• TASK TO CARRY OUT
Copy out only the rows below from the line with "Detect concrete basketball" up to and including the line with "229,117,306,338", keeping the requests as they are. Shift every bounding-box coordinate in the answers by -4.

• SOURCE RECORDS
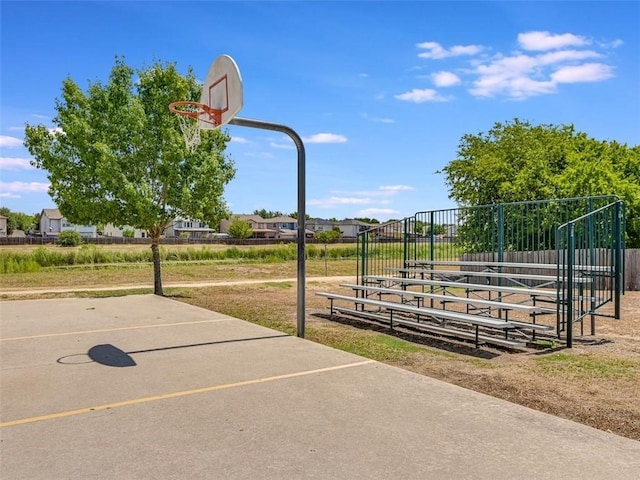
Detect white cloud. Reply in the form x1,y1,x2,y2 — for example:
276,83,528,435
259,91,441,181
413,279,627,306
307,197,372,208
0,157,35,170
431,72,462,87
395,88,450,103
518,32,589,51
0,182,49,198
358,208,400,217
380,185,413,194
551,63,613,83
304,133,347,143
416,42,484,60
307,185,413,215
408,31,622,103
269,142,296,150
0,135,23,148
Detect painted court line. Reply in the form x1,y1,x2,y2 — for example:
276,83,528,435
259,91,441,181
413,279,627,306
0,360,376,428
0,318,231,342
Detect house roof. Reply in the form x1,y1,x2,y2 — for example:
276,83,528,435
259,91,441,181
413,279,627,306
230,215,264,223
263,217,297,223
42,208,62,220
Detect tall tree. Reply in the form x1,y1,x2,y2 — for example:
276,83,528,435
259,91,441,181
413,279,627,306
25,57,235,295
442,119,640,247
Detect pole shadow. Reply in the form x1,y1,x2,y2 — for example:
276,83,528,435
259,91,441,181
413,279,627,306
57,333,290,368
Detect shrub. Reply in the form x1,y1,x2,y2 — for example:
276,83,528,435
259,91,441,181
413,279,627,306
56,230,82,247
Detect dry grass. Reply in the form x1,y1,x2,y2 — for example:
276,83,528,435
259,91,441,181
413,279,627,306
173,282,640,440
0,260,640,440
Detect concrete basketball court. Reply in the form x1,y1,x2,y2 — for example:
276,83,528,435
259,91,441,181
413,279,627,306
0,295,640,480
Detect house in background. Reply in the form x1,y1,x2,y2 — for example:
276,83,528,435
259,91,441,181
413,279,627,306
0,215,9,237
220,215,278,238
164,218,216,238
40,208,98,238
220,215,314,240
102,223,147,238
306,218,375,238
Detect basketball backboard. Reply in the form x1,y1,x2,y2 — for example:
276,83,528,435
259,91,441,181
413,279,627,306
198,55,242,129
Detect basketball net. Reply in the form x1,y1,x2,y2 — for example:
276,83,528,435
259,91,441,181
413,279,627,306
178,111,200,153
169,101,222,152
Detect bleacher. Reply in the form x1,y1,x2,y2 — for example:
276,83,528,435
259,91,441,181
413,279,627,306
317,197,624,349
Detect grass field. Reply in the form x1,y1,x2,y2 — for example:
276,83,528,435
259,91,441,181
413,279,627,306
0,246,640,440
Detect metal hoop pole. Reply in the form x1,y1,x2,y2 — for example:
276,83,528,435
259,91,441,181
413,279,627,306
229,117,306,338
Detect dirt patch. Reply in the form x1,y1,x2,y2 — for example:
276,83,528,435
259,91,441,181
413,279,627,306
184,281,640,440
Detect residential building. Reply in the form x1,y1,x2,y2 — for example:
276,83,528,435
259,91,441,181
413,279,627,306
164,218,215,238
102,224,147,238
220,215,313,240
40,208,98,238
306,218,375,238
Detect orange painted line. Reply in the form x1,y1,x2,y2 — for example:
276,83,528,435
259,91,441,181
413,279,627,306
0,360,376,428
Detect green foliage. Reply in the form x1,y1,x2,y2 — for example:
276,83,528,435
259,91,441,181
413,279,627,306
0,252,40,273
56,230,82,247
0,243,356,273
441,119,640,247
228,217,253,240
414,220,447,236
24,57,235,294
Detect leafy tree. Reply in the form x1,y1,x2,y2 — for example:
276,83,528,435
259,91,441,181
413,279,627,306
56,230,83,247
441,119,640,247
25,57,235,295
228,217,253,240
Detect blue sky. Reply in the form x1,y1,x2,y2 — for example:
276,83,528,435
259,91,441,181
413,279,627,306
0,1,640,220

• RESPONSE TO THE TASK
Detect concrete basketball court. Reply in the form x1,y1,x2,y2 — for example:
276,83,528,435
259,91,441,181
413,279,627,306
-4,291,636,476
Detect house in background. Reply in the form x1,y1,x2,y2 — for example:
276,83,528,435
259,91,441,181
413,279,627,306
-4,211,5,233
216,211,274,234
160,214,212,234
36,204,94,234
216,211,310,236
98,219,143,234
302,214,371,234
Detect basketball backboard. Reply in the form x1,y1,x2,y2 — for example:
276,83,528,435
259,91,441,181
413,279,627,306
194,51,238,125
Detect basketball net. Reply in the form x1,y1,x2,y2 — for example:
276,83,528,435
259,91,441,181
413,279,627,306
174,107,196,149
165,97,218,148
Detect bleacher. Reply in the form x1,y1,x2,y2 — for example:
276,83,528,435
259,91,441,181
413,279,627,306
313,193,620,345
Detect grass field. Reply in the form x1,y1,x2,y2 — for example:
276,83,528,435
259,91,441,181
413,279,627,306
-4,242,636,436
Detect metal hoop pole. Reply in the form x1,y1,x2,y2 — for example:
276,83,528,435
259,91,441,181
413,279,627,306
225,113,302,334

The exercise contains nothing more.